§ **WHAT THE EXERCISE ASKS**:
Don't include any picture when you restate the data word for word.

§ **Referring expression data**:
↓
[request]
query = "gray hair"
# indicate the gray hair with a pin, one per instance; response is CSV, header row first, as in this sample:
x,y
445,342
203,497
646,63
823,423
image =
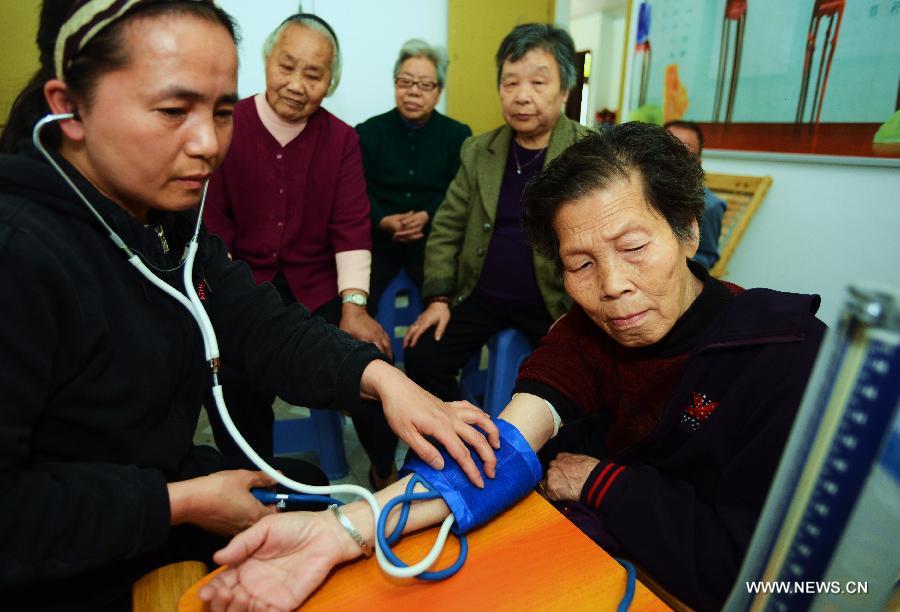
↑
§ **REPLY TO THE EXERCISE**:
[request]
query = "gray hair"
# indicate the gray hair with a pin, one per instance; response is CSV, header row first, as in this sample:
x,y
445,342
203,497
646,63
823,423
image =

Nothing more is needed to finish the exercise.